═════ EXCERPT TO READ
Advent 1 B: Small Things

Isaiah 64:1-9

Mark 13:24-37

Dear Partner in Preaching,

You will likely hear any number of well-intentioned and liturgically astute commentators remind you this week that, “Advent is not about the baby Jesus.” Fine.

Yes, the season that takes its name from the Latin adventus – “coming” – looks ahead to the second coming of Christ in power and glory as much, if not more, than the first coming of Jesus in the flesh of the Christ child at Bethlehem.

Yes, we – and particular we North American, relatively affluent Christians – have largely allowed the cultural impetus to use the weeks before Christmas (starting on Black Friday, not the First Sunday of Advent) as a time to get ready for Christmas via the overconsumption of shopping, eating, and decorating rather than making space through restraint and contemplation for the hopeful anticipation of God’s in-breaking into our lives.

Yes, we – same “we” as above – regularly fall prey to sentimentalizing the Christmas celebration, focusing on how cute Jesus must have been and how calm Mary (in our imagination always dressed in blue and looking strangely Nordic rather than Middle-eastern) was, overlooking Jesus’ destiny to die by capital punishment and Mary’s earlier rebel song about how her son would overturn the power structures of the day.

All true. And yet in response to the well-educated and well-intentioned advocates of keeping Advent more purely, I will still say, “fine.” More than that, I’ll advocate charting a different homiletical course this Advent.

Why? First, because you’ll lose. This year, especially, a lot of our folks will yearn for the spiritual “comfort food” of Advent calendars with chocolate behind each door, beloved carols about the baby who “no crying he makes,” and traditional manger scenes, complete with the attentive magi present way, way before January 6th. And, honestly, who can blame them? 2020 has already felt quite apocalyptic enough, thank you very much, and so about the last thing anyone wants heading into Advent is to be scolded about singing Christmas carols too early or admonished to “watch” for Christ’s second-coming instead of focusing on the baby.
══════════
═════ DATA LINES
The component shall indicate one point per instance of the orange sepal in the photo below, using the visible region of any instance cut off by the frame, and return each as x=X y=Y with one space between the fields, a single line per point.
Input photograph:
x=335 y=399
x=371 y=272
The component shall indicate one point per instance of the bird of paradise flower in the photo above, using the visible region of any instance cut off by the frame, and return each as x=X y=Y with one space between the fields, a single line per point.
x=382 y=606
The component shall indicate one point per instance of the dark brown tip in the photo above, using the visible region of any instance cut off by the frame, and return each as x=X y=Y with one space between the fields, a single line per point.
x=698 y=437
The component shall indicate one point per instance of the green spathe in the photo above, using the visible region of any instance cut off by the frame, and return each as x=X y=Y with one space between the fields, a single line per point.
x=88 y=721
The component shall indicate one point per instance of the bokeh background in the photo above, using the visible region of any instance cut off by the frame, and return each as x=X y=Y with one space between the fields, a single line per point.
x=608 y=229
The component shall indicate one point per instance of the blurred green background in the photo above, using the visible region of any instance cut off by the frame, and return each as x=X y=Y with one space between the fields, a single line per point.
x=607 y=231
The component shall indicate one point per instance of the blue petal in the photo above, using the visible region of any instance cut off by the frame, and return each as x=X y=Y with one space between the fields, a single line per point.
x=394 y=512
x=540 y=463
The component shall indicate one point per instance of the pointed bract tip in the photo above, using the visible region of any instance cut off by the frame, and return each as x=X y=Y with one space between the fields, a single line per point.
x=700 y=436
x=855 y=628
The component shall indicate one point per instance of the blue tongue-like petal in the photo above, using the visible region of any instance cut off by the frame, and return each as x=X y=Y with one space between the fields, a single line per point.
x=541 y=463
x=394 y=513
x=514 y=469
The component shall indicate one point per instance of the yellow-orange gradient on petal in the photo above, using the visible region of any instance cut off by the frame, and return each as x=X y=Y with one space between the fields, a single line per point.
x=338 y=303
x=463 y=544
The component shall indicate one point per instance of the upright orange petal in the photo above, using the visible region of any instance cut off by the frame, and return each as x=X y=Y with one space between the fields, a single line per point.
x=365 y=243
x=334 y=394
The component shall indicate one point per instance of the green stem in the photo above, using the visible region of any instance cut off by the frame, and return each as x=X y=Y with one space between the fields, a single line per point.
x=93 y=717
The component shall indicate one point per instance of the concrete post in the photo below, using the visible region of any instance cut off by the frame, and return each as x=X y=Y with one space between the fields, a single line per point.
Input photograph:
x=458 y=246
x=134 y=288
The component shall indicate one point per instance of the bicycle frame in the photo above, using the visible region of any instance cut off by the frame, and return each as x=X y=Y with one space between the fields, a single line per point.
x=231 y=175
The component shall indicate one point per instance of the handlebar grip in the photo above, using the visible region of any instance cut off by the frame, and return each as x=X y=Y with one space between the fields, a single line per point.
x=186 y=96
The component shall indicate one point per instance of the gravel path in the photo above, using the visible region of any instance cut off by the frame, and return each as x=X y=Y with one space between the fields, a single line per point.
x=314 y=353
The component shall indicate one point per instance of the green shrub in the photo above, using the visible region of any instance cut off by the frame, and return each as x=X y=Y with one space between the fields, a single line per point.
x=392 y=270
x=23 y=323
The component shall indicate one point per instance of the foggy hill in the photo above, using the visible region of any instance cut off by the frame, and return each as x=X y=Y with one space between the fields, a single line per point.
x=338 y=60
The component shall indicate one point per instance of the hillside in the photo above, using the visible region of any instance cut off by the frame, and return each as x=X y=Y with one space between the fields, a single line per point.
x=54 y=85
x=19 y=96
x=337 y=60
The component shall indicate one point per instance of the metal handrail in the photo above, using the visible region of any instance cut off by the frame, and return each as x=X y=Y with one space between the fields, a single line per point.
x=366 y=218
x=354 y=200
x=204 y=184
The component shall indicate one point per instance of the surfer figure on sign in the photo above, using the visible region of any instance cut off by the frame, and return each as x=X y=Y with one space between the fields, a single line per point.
══════════
▶ TASKS AND EXERCISES:
(1) Decide whether each statement agrees with the Advent letter, answering yes or no and quoting the words of the letter that settle it: (a) The season's name comes from a Latin word meaning "coming." (b) The writer recommends following the advocates of keeping Advent more purely. (c) The letter says the cultural pre-Christmas season begins on the First Sunday of Advent.
(2) List every item the Advent letter names as the spiritual "comfort food" many people will yearn for this year.
The data that accompany the Advent letter are separate material and are not part of it.

▶ ANSWERS FOR THE EXERCISE:
(1)
(a) Yes: "the season that takes its name from the Latin adventus – “coming”"
(b) No: "I’ll advocate charting a different homiletical course this Advent."
(c) No: "starting on Black Friday, not the First Sunday of Advent"

(2)
- Advent calendars with chocolate behind each door
- Beloved carols about the baby who "no crying he makes"
- Traditional manger scenes, complete with the attentive magi